**WHAT YOU SHOULD DO**
Copy every line of the items below in full. In the answers only, multiply each pixel coordinate by 0.25 and round to a whole number, with halves rounding up.

BEGIN

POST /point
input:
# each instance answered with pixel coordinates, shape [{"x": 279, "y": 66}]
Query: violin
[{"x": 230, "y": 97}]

END

**ANSWER TO THE TASK**
POST /point
input:
# each instance answered with pixel coordinates, shape [{"x": 279, "y": 66}]
Query: violin
[{"x": 58, "y": 24}]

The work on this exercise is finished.